Record del dataset di annotazione a punti
•••

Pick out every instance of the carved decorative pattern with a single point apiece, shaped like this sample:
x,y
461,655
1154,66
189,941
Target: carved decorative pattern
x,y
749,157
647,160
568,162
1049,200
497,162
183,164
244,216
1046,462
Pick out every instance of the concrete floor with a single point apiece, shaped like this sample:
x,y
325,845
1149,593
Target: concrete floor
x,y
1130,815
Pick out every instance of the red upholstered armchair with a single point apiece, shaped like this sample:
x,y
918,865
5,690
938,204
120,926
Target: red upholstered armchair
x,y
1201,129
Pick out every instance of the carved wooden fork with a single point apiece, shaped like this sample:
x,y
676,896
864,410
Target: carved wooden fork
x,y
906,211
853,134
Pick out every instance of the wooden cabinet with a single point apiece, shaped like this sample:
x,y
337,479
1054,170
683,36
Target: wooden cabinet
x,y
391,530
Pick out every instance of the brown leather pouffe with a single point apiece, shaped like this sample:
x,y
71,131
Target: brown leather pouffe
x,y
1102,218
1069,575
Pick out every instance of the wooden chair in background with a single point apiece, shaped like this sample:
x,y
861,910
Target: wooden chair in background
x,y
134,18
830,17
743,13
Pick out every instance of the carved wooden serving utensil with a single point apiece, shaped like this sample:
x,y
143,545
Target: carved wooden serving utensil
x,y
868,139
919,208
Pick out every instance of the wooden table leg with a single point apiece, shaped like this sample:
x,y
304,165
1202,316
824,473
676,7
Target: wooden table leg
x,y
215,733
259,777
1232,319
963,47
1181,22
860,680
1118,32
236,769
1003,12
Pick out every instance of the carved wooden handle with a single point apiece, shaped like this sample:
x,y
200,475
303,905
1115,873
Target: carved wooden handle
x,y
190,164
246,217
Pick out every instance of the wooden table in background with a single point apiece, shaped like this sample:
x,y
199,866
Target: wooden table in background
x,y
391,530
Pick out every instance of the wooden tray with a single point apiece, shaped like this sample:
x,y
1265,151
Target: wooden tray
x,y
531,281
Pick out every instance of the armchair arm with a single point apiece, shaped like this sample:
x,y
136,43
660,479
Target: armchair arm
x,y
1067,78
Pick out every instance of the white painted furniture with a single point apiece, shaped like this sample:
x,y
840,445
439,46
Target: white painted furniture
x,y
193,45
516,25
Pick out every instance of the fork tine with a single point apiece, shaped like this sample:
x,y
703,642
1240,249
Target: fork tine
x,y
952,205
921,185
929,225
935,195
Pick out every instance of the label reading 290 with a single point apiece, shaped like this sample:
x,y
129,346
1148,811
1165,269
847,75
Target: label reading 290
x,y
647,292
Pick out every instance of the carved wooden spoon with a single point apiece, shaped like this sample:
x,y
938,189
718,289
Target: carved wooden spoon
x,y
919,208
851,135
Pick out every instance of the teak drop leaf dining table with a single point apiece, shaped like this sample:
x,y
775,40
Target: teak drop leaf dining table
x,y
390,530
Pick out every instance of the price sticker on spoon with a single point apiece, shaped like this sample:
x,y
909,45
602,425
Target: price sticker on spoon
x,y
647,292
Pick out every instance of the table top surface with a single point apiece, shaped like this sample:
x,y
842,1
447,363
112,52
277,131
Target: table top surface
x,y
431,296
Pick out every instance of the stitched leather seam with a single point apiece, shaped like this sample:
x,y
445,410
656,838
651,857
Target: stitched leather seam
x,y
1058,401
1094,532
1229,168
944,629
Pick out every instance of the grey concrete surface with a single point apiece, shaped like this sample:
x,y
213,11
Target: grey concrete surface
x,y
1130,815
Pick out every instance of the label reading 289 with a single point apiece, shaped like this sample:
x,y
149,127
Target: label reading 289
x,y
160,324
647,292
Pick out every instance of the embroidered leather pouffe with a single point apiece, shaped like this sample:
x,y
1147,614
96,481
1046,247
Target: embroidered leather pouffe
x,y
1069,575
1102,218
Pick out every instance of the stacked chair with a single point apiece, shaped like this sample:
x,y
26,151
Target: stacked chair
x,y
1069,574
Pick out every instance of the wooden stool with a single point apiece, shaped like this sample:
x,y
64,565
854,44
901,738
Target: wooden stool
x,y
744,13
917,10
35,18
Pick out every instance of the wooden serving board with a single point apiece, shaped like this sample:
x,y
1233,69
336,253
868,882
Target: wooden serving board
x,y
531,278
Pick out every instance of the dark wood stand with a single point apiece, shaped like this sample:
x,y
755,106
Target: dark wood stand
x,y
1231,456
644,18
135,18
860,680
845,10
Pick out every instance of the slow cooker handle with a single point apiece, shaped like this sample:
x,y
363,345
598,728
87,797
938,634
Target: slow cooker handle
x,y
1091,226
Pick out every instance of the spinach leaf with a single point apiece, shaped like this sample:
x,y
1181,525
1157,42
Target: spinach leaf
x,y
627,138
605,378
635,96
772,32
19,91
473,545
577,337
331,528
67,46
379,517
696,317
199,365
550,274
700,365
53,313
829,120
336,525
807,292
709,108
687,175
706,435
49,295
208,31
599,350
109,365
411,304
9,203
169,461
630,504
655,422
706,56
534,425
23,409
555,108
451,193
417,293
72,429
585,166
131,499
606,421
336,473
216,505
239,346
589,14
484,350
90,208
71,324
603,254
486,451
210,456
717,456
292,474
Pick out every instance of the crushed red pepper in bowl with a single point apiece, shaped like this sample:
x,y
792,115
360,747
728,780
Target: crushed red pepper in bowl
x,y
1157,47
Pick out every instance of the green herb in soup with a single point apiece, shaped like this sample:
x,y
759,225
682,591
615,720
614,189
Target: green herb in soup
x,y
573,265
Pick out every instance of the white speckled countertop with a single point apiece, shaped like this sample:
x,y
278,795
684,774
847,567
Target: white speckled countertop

•••

▶ Da fare
Ricopia tutto il materiale qui sopra riga per riga, senza cambiare nulla.

▶ Risultato finale
Pick out every instance of the carved decorative pattern with a single point apiece, shaped like this sample:
x,y
461,655
1154,66
189,941
Target: carved decorative pattern
x,y
749,157
647,160
568,162
1049,200
497,162
183,164
244,216
1046,462
Pick out every instance of the concrete floor with a single point apiece, shaped like this sample:
x,y
325,845
1149,593
Target: concrete floor
x,y
1130,815
Pick out every instance of the red upholstered armchair with a single point apiece, shaped like this sample:
x,y
918,865
5,690
938,204
120,926
Target: red upholstered armchair
x,y
1201,129
Pick out every instance of the carved wooden fork with a single point apiece, shaped like this sample:
x,y
676,896
864,410
Target: carved wooden fork
x,y
906,211
853,134
Pick out every instance of the wooden cabinet with a single point apiece, shaped like this sample:
x,y
337,479
1054,170
683,36
Target: wooden cabinet
x,y
391,530
Pick out every instance of the brown leather pouffe with a single point apiece, shaped like this sample:
x,y
71,131
Target: brown leather pouffe
x,y
1102,218
1069,575
Pick out every instance of the wooden chair in background with a single point apiece, shaped like this sample:
x,y
861,910
Target: wooden chair in background
x,y
134,18
830,17
743,13
Pick out every instance of the carved wooden serving utensil with a single point apiece, shaped like this sample:
x,y
143,545
Target: carved wooden serving utensil
x,y
868,139
919,208
Pick out every instance of the wooden table leg with a single point apiece, shaped like this sample:
x,y
304,165
1202,316
824,473
676,7
Target: wooden table leg
x,y
215,733
259,777
1232,319
963,47
1181,22
860,680
1118,32
236,769
1003,12
Pick out every instance of the carved wooden handle with a single point apiece, shaped like this sample:
x,y
200,475
303,905
1115,873
Target: carved wooden handle
x,y
190,164
246,217
Pick out every instance of the wooden table in background with a single point apiece, shaped like this sample:
x,y
199,866
Target: wooden table in background
x,y
391,530
Pick out every instance of the wooden tray with a single point apiece, shaped like this sample:
x,y
1265,151
Target: wooden tray
x,y
531,281
Pick out every instance of the armchair arm with a single point apiece, shaped like this sample:
x,y
136,43
660,479
Target: armchair arm
x,y
1067,78
Pick out every instance of the white painted furniture with a single point apiece, shaped like this sample:
x,y
840,445
439,46
Target: white painted furniture
x,y
193,45
516,25
Pick out every instance of the fork tine with a single point apiece, shaped like this sample:
x,y
703,642
1240,249
Target: fork tine
x,y
952,205
921,185
929,225
935,195
Pick out every instance of the label reading 290 with a single point apiece, shaped like this sample:
x,y
129,346
1148,811
1165,269
847,75
Target: label reading 290
x,y
647,292
Pick out every instance of the carved wooden spoon with a single point apiece, shaped like this sample:
x,y
938,189
718,289
Target: carved wooden spoon
x,y
919,208
851,135
Pick out every instance of the teak drop leaf dining table with a single point apiece, shaped like this sample:
x,y
775,40
Target: teak drop leaf dining table
x,y
390,530
Pick out every instance of the price sticker on spoon with a single point apiece, shaped like this sample:
x,y
909,45
602,425
Target: price sticker on spoon
x,y
647,292
Pick out every instance of the table top surface with a single point apiece, shaped like this sample:
x,y
842,1
447,363
112,52
277,131
Target: table top surface
x,y
431,296
Pick out every instance of the stitched leather seam with a single point apiece, shaped like this sample:
x,y
445,410
656,838
651,857
Target: stitched leather seam
x,y
1058,401
1094,532
1229,168
944,629
Pick out every instance of the grey concrete surface with a single point apiece, shaped like this sample:
x,y
213,11
Target: grey concrete surface
x,y
1130,815
Pick out every instance of the label reading 289 with a single point apiece, shaped like this sample:
x,y
149,127
Target: label reading 289
x,y
160,324
647,292
Pick out every instance of the embroidered leather pouffe with a single point apiece, shaped like this sample:
x,y
1147,614
96,481
1046,247
Target: embroidered leather pouffe
x,y
1069,575
1102,218
Pick out every instance of the stacked chair with a single point apiece, shaped like this sample:
x,y
26,151
Target: stacked chair
x,y
1069,574
Pick out every instance of the wooden stool with a single point apiece, shaped like this sample:
x,y
64,565
854,44
901,738
Target: wooden stool
x,y
744,13
917,10
35,18
Pick out every instance of the wooden serving board with a single point apiece, shaped like this sample:
x,y
1233,69
336,253
868,882
Target: wooden serving board
x,y
531,278
Pick out every instance of the dark wood stand with a single point apiece, shaped like this sample:
x,y
755,106
Target: dark wood stand
x,y
1231,456
644,18
135,18
860,680
845,10
Pick out every instance of the slow cooker handle with a single point apiece, shaped like this sample:
x,y
363,345
598,728
87,797
938,634
Target: slow cooker handle
x,y
1091,226
Pick out every instance of the spinach leaf with a single point apiece, shaped like this sample:
x,y
1181,525
1157,42
Target: spinach leaf
x,y
627,138
605,378
635,96
772,32
19,91
473,545
577,337
331,528
67,46
379,517
696,317
199,365
550,274
700,365
53,313
829,120
336,525
807,292
709,108
687,175
706,435
49,295
208,31
599,350
109,365
411,304
9,203
169,461
630,504
655,422
706,56
534,425
23,409
555,108
451,193
417,293
72,429
585,166
131,499
606,421
336,473
216,505
239,346
589,14
484,350
90,208
71,324
603,254
486,451
210,456
717,456
292,474
Pick out every instance of the crushed red pepper in bowl with a single point apiece, shaped like this sample:
x,y
792,115
360,747
728,780
Target: crushed red pepper in bowl
x,y
1157,47
Pick out every instance of the green herb in soup with a single point apiece, shaped like this sample:
x,y
759,225
682,591
615,720
614,189
Target: green herb in soup
x,y
573,265
Pick out every instance of the white speckled countertop with a single point apiece, shaped like this sample:
x,y
278,795
684,774
847,567
Target: white speckled countertop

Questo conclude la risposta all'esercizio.